[Task inputs start]

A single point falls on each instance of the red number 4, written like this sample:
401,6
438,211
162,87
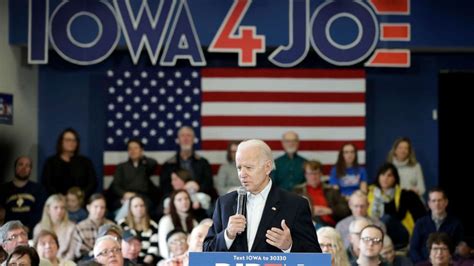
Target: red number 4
246,43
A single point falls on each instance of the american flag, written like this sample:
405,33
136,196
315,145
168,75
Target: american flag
325,107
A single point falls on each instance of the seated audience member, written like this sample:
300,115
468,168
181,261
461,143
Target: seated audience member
396,207
180,217
131,246
328,205
74,202
402,155
133,176
23,255
21,198
438,220
138,221
67,168
12,235
440,246
55,219
370,245
330,242
186,158
355,228
107,251
389,255
289,167
86,231
359,205
227,177
177,246
347,175
47,245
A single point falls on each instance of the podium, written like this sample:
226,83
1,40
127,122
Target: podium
258,259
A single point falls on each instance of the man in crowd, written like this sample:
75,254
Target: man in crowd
289,170
23,199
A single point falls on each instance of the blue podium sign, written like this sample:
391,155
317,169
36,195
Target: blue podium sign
258,259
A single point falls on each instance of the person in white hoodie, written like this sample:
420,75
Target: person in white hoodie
402,155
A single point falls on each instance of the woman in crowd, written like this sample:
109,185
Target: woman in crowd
55,219
396,207
138,221
227,178
47,245
402,155
331,242
347,175
180,217
67,168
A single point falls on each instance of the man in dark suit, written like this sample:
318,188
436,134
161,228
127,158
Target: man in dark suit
275,220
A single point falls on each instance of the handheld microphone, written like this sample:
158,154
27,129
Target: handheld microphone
241,200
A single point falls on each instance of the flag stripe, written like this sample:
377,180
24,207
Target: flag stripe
282,85
303,146
283,109
283,97
274,133
294,121
282,73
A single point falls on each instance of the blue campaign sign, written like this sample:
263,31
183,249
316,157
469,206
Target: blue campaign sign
6,109
258,259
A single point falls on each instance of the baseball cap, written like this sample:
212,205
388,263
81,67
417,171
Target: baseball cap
109,228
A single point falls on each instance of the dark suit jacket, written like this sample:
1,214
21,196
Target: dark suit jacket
279,205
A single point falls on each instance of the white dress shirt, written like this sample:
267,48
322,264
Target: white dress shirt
255,206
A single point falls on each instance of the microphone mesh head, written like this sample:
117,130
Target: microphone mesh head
242,191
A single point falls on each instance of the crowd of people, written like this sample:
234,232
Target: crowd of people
63,220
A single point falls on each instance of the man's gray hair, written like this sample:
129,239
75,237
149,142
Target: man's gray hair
9,226
265,150
104,238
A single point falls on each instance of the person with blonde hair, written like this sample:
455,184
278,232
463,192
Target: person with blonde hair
55,219
331,242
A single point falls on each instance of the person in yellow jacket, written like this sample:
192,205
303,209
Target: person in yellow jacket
396,207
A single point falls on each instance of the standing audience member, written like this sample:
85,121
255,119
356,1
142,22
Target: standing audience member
186,158
289,170
22,199
107,251
55,219
440,246
329,206
402,155
389,255
180,217
86,231
47,245
330,242
74,203
437,220
67,168
133,176
227,178
138,221
396,207
359,205
347,175
23,255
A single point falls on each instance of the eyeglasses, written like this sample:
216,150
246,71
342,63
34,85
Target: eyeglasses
15,237
439,249
328,245
373,241
107,252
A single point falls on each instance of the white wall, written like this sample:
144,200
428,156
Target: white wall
21,80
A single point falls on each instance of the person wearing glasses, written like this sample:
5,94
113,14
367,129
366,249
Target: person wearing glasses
331,242
370,245
107,251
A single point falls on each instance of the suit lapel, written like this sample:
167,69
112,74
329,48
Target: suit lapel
271,209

[Task inputs end]

Directive: Write out the full listing verbatim, excluding its pictures.

Task result:
A single point falls on each instance of the red number 4, written like this sample:
401,6
438,211
162,87
Target: red number 4
246,43
A single point falls on each instance of the american flag, written like this sample:
405,33
136,196
315,145
168,75
Target: american flag
325,107
A single point falls on each instance of the seated audience member, written like this sample:
300,115
468,168
181,261
461,143
Target: seated audience member
396,207
180,217
131,246
328,205
74,202
402,155
133,176
23,255
21,198
438,220
138,221
67,168
12,235
440,246
55,219
370,245
330,242
186,158
355,228
107,251
389,255
289,167
86,231
359,205
227,177
177,246
347,175
47,245
A single point falls on each instance of the podium, written like this sample:
226,83
1,40
127,122
Target: podium
258,259
A single point falls on each instance of the man in crowd, written like this sample:
75,254
Target: man in crowd
289,170
23,199
A single point falls on each instance of the blue podium sign, written like this sample:
391,155
317,169
36,195
Target: blue podium sign
258,259
A single point falls on each instance of the person in white hoodie, written like this sample:
420,75
Target: person in white hoodie
402,155
A single point falls on each instance of the woman in crowd, written like this sample:
109,185
Target: woman in crowd
55,219
396,207
138,221
227,178
47,245
402,155
331,242
347,175
180,217
67,168
A single point falls on each instance of the man in dark suit, written like this sample:
318,188
436,134
161,228
127,158
Target: man in dark suit
275,220
A single point falls on each instance of the handheld microphone, written like this sample:
158,154
27,129
Target: handheld microphone
241,200
A single point falls on each instance of the flag stripe, written like this sample:
377,180
24,207
Target: flag stripe
282,85
303,146
283,109
283,97
274,133
294,121
282,73
A single point falls on each instance of the blue campaign sign, written like this sample:
263,31
183,249
316,157
469,206
Target: blue campaign sign
6,109
258,259
A single point falls on each instance of the baseball cap, written like this sample:
212,205
388,263
81,67
417,171
Target: baseball cap
109,228
A single point falls on each instance of the dark suit jacket, written like this sample:
1,214
21,196
Target: dark suit jacket
279,205
A single point falls on each instance of the white dress shirt, written like this sample:
267,48
322,264
Target: white dress shirt
255,206
A single point falls on each instance of the microphone mesh head, written like this sample:
117,130
Target: microphone mesh head
242,191
A single point falls on each instance of the crowd of people, written like this sample:
234,232
Target: crowd of people
63,220
A single point falls on each instance of the man's gray hair, written like this sample:
129,239
75,237
149,142
Target: man's gray hair
9,226
265,150
104,238
A single point falls on each instance of the person with blonde hair, written like this sample:
455,184
278,232
463,192
Target: person with blonde hair
55,219
331,242
A single point falls on each instance of the person in yellow jacket, written like this sample:
192,205
303,209
Target: person in yellow jacket
396,207
A single point falls on each instance of the standing audience member, written like this sample:
85,121
255,119
356,1
142,22
Target: standing audience member
186,158
289,170
22,199
107,251
55,219
440,246
329,206
402,155
389,255
180,217
86,231
47,245
330,242
74,203
437,220
67,168
133,176
227,178
138,221
396,207
359,205
347,175
23,255
A single point falls on each instance of the eyeglasses, written like this sample:
216,150
246,71
342,63
34,85
Target: eyeglasses
15,237
439,249
328,245
373,241
107,252
A single point falls on each instance of the white wall, written like this sample:
144,200
428,156
Target: white wall
21,80
A single point falls on each instance of the person wearing glasses, written like this sample:
5,94
113,14
367,129
366,249
Target: person wearing glasses
331,242
370,245
107,251
A single point falls on each instance of the suit lapel, written like this sample:
167,69
112,74
329,48
Target: suit lapel
271,209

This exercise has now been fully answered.